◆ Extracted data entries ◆
Content starts

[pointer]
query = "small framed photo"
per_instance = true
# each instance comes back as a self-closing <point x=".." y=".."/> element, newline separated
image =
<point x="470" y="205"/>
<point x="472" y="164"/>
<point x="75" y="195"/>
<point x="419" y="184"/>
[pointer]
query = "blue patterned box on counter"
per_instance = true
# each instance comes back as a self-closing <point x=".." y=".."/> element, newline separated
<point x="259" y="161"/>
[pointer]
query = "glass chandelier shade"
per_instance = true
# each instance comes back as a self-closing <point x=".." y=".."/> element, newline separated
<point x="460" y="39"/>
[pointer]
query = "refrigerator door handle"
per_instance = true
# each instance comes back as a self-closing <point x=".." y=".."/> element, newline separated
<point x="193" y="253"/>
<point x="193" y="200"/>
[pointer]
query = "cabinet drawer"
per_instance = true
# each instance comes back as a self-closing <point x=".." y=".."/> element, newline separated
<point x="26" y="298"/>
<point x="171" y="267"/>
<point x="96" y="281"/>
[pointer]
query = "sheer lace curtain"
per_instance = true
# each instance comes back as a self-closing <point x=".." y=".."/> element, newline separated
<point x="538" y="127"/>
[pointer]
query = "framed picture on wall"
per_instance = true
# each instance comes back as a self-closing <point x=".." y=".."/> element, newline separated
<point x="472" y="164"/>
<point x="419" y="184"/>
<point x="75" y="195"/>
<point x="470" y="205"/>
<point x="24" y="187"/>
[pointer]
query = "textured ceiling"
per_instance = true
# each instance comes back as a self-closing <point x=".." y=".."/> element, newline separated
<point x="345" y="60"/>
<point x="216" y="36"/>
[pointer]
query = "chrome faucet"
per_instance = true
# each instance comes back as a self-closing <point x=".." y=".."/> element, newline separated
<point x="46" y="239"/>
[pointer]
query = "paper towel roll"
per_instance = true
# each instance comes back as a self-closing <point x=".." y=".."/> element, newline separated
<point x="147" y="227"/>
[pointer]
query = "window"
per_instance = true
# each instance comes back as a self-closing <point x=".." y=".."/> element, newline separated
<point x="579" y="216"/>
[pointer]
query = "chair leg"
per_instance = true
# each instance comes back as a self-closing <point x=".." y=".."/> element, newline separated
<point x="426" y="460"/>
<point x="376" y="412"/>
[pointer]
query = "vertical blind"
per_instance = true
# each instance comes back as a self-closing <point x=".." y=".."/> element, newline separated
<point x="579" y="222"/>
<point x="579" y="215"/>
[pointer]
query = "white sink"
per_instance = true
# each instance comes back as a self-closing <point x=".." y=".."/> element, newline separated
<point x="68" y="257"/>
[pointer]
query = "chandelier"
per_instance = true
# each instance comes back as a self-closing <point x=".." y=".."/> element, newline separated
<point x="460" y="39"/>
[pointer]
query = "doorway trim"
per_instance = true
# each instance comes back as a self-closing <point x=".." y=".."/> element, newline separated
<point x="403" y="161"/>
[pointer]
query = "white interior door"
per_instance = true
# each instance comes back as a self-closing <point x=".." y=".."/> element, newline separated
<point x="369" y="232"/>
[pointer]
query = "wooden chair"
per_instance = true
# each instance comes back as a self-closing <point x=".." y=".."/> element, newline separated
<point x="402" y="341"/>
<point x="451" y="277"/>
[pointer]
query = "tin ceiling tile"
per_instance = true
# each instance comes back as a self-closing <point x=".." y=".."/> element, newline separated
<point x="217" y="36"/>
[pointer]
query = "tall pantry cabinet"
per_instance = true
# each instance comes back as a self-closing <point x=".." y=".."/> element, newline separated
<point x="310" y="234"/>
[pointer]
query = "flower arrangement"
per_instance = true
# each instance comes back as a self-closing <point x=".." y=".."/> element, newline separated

Content ends

◆ Work required ◆
Retype all of the entries. Keep each one exactly as written.

◆ Exercise response ◆
[pointer]
query = "small framed photo"
per_instance = true
# each instance comes back as a self-closing <point x=".." y=".."/> element, newline separated
image =
<point x="470" y="205"/>
<point x="472" y="164"/>
<point x="75" y="195"/>
<point x="419" y="184"/>
[pointer]
query = "blue patterned box on counter"
per_instance = true
# each instance comes back as a self-closing <point x=".." y=".."/> element, newline separated
<point x="259" y="161"/>
[pointer]
query = "glass chandelier shade"
per_instance = true
# each instance comes back as a self-closing <point x=".." y=".."/> element, newline separated
<point x="460" y="39"/>
[pointer]
query = "refrigerator door handle"
per_instance = true
# each instance comes back as a self-closing <point x=".." y=".."/> element, newline separated
<point x="193" y="253"/>
<point x="193" y="200"/>
[pointer]
query = "cabinet drawer"
per_instance = true
# each instance comes back as a self-closing <point x=".." y=".."/> element, newline separated
<point x="26" y="298"/>
<point x="171" y="267"/>
<point x="96" y="281"/>
[pointer]
query = "sheer lace curtain"
per_instance = true
# each instance comes back as a self-closing <point x=".." y=".."/> element, newline separated
<point x="538" y="127"/>
[pointer]
query = "framed picture on wall"
per_instance = true
# each instance comes back as a self-closing <point x=".." y=".."/> element, newline separated
<point x="472" y="164"/>
<point x="419" y="184"/>
<point x="75" y="195"/>
<point x="470" y="205"/>
<point x="24" y="187"/>
[pointer]
query = "textured ceiling"
per_instance = true
# each instance comes back as a self-closing <point x=".." y=".."/> element, newline separated
<point x="345" y="60"/>
<point x="216" y="36"/>
[pointer]
query = "chrome faucet"
per_instance = true
# each instance comes back as a self-closing <point x=".." y=".."/> element, newline separated
<point x="46" y="239"/>
[pointer]
query = "paper towel roll"
per_instance = true
# each instance comes back as a self-closing <point x=".." y=".."/> element, newline separated
<point x="147" y="227"/>
[pointer]
query = "window"
per_instance = true
# each instance comes back as a self-closing <point x=".." y=".."/> element, newline separated
<point x="579" y="216"/>
[pointer]
query = "chair leg"
per_instance = true
# each instance comes back as a self-closing <point x=".." y=".."/> element, newline separated
<point x="426" y="460"/>
<point x="376" y="412"/>
[pointer]
query = "vertical blind"
per_instance = true
# each instance comes back as a self-closing <point x=".." y=".."/> element, newline separated
<point x="579" y="222"/>
<point x="579" y="215"/>
[pointer]
query = "white sink"
per_instance = true
# each instance comes back as a self-closing <point x=".." y=".."/> element, newline separated
<point x="68" y="257"/>
[pointer]
query = "chandelier"
per_instance = true
# each instance comes back as a self-closing <point x=".." y=".."/> element, newline separated
<point x="460" y="39"/>
[pointer]
query = "doorway trim"
per_instance = true
# each instance comes back as a self-closing <point x=".." y=".."/> element, newline separated
<point x="403" y="161"/>
[pointer]
query = "white interior door"
per_instance = true
# each instance comes back as a self-closing <point x=".." y=".."/> element, newline separated
<point x="369" y="232"/>
[pointer]
query = "wooden chair"
per_instance = true
# each instance comes back as a self-closing <point x=".." y=".."/> element, newline separated
<point x="402" y="341"/>
<point x="451" y="277"/>
[pointer]
query = "tin ceiling tile"
per_instance = true
# each instance comes back as a self-closing <point x=".." y=".."/> element, newline separated
<point x="217" y="36"/>
[pointer]
query = "tall pantry cabinet"
per_instance = true
# each instance comes back as a self-closing <point x=".." y=".."/> element, newline separated
<point x="310" y="234"/>
[pointer]
query = "flower arrangement"
per_instance = true
# each instance comes back as a self-closing <point x=".." y=".."/> element, newline separated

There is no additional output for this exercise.